> Data for analysis

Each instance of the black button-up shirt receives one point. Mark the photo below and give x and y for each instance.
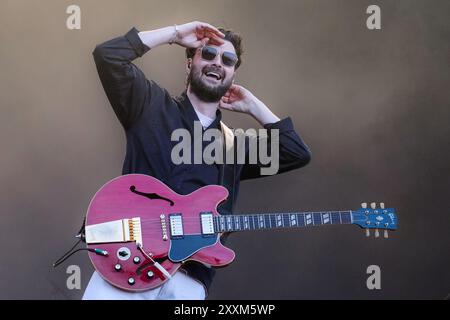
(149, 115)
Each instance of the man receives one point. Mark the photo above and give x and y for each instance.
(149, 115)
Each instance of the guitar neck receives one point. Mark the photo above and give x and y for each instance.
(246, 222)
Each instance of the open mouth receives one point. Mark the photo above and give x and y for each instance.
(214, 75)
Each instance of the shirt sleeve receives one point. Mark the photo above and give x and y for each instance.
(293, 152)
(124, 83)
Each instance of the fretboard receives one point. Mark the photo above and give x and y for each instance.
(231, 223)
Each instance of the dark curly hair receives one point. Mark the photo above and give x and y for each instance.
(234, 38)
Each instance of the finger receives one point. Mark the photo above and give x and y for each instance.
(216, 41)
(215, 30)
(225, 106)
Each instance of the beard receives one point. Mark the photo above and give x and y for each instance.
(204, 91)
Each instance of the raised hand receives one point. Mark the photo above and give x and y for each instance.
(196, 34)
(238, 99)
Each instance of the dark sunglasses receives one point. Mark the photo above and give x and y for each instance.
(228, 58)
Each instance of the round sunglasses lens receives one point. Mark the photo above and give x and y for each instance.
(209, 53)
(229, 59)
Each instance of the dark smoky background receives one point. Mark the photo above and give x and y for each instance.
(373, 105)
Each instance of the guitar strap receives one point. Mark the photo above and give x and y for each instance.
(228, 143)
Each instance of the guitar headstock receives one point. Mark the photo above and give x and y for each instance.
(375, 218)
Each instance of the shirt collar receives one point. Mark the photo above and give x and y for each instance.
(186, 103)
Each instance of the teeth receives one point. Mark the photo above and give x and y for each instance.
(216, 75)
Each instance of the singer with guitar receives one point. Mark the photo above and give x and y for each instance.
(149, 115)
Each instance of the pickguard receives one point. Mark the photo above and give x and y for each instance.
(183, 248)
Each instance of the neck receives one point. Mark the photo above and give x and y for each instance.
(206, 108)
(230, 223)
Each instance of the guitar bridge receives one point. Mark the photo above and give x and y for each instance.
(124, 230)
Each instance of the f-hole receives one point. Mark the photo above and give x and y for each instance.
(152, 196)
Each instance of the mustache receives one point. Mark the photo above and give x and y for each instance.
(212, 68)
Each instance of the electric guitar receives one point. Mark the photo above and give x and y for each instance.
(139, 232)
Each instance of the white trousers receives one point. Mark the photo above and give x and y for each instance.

> What you are asked to do
From the line containing "Each instance of the pickguard" to the final line of the entries, print every line exactly and nothing else.

> Task solution
Each instance of the pickguard receives one point. Mark the photo above and give x and y for each instance.
(183, 248)
Each instance of the neck receives one point. Mark the photo above and give x and y for each instance.
(206, 108)
(230, 223)
Each instance of the guitar bridge receives one point. Mark the photo above and give x and y for each instance.
(124, 230)
Each instance of the f-hole receives one point. Mark the photo above and give x and y for each instance.
(152, 196)
Each instance of the mustache receives one point. Mark the photo above and give x and y for each instance.
(212, 68)
Each instance of the electric guitar receives one point. Mark the photo above and give x and y for each instance.
(139, 232)
Each instance of the white trousers receives one point. Mark the photo above and give x and y for each instance.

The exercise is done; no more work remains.